═════ Data shown ═════

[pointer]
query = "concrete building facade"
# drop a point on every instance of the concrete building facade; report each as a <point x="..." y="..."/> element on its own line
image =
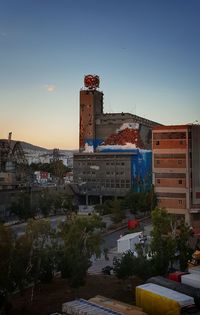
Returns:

═════

## Assignment
The material above is to be transcribed exactly, with all pictures omitted.

## Final answer
[pointer]
query = "concrete building facade"
# drop a point on every instance of the concrete building facade; report each as a <point x="..." y="..."/> element on its own line
image =
Returns:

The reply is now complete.